+++ Extract to read +++
A new artificial intelligence program can keep up with human beings on a number of professional and academic tests, according to its creator, which said the model scored among the top 10% of test-takers on a simulated bar exam.
Technology firm OpenAI unveiled its latest language model on Tuesday, dubbed GPT-4, saying the program is “more reliable, creative, and able to handle much more nuanced instructions” than its predecessor, GPT-3.5.
“GPT-4 is a large multimodal model (accepting image and text inputs, emitting text outputs) that, while less capable than humans in many real-world scenarios, exhibits human-level performance on various professional and academic benchmarks,” it said. “For example, it passes a simulated bar exam with a score around the top 10% of test takers; in contrast, GPT-3.5’s score was around the bottom 10%.”
The AI model also performed at the 93rd percentile on a SAT reading exam and at the 89th percentile on a SAT math test, the company added.
The GPT software has been embedded in a number of other apps, such as the language-learning program Duolingo, which is aiming to create conversational bots, as well as automated tutors for the online education company Khan Academy.
The model’s previous iteration, GPT-3.5, gained popularity in the form of the ChatGPT chatbot program, which is capable of holding complex, human-like conversations with users.
According to OpenAI, GPT-4 is its “most advanced system yet,” and unlike GPT-3.5 is able to process image prompts in addition to text. However, despite its improved capabilities, the company warned the new model is “not fully reliable” and still suffers from some glitches, including what it calls “hallucinations,” in which the AI simply fabricates information or generates erroneous answers.
The company partnered with Microsoft earlier this year, receiving a multibillion-dollar investment from the tech giant to further develop its AI models. The new GPT-4 program will play a major role in Microsoft’s Bing chatbot, which was unveiled on a limited basis earlier this year, and the company is expected to announce integration into other consumer products sometime in the coming weeks, according to the Financial Times.
+++ The data +++
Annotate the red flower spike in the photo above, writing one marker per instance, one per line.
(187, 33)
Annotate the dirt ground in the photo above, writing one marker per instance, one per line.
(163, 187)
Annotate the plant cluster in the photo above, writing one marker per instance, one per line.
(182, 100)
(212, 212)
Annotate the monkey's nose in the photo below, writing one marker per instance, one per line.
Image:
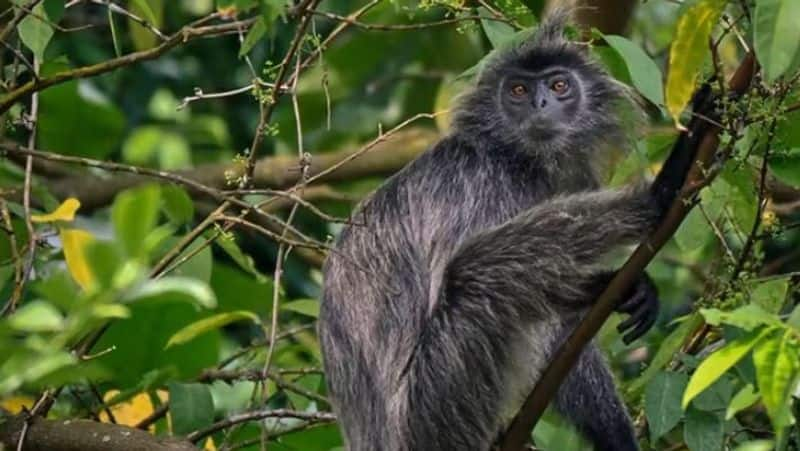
+++
### Work request 1
In the GPT-4 article, what percentile did the model reach on the SAT math test?
### Work request 2
Quote the GPT-4 article from "The GPT software" to "conversations with users.".

### Written reply 1
The 89th percentile.

### Written reply 2
The GPT software has been embedded in a number of other apps, such as the language-learning program Duolingo, which is aiming to create conversational bots, as well as automated tutors for the online education company Khan Academy.
The model’s previous iteration, GPT-3.5, gained popularity in the form of the ChatGPT chatbot program, which is capable of holding complex, human-like conversations with users.